Requirements
PodiumASM is developed to work on an HPC distributed cluster.
Install PodiumASM PyPI package
First, install the PodiumASM python package with pip.
git clone https://github.com/thdurand4/PodiumASM.git
cd PodiumASM
python3 -m pip install -e .
podiumASM --help
Now, follow this documentation according to what you want, local or HPC mode.
Steps for LOCAL installation
Install PodiumASM in a local (single machine) mode using podiumASM install_local
command line.
install_local
Run installation for running in local computer.
The process downloading singularity images automatically.
podiumASM install_local [OPTIONS]
Options
- --bash_completion, --no-bash_completion
Allow bash completion of podiumASM commands on the bashrc file
- Default:
True
Steps for HPC distributed cluster installation
PodiumASM uses any available snakemake profiles to ease cluster installation and resources management. Run the command podiumASM install_cluster to install on a HPC cluster. We tried to make cluster installation as easy as possible, but it is somehow necessary to adapt a few files according to your cluster environment.

[EXERCISE PROMPT]:
Please give the command that the PodiumASM installation page says to run to install on an HPC cluster.

[DATA SHOWN]:

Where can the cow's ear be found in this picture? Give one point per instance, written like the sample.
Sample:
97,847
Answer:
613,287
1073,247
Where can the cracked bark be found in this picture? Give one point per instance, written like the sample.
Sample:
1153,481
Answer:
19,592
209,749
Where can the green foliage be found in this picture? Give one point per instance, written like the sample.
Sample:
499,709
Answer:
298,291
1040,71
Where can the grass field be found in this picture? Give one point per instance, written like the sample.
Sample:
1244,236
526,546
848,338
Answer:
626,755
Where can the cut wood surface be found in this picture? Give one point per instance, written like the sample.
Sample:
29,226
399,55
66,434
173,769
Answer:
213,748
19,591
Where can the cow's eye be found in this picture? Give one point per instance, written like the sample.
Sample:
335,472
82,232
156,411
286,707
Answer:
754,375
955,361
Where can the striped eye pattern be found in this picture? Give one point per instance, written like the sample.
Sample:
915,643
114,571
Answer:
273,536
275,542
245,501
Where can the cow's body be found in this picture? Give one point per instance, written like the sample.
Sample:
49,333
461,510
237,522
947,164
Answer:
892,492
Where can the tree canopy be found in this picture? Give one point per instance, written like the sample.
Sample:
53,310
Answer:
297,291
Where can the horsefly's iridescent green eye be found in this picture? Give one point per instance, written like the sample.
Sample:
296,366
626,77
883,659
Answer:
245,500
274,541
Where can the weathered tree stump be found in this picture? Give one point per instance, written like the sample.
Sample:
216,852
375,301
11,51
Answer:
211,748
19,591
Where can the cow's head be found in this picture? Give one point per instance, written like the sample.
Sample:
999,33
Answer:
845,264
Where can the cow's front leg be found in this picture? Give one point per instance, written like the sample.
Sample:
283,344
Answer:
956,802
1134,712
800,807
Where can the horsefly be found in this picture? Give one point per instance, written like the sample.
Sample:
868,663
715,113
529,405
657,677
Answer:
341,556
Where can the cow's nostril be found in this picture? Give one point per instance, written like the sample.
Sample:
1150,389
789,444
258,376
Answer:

[SOLUTION]:
podiumASM install_cluster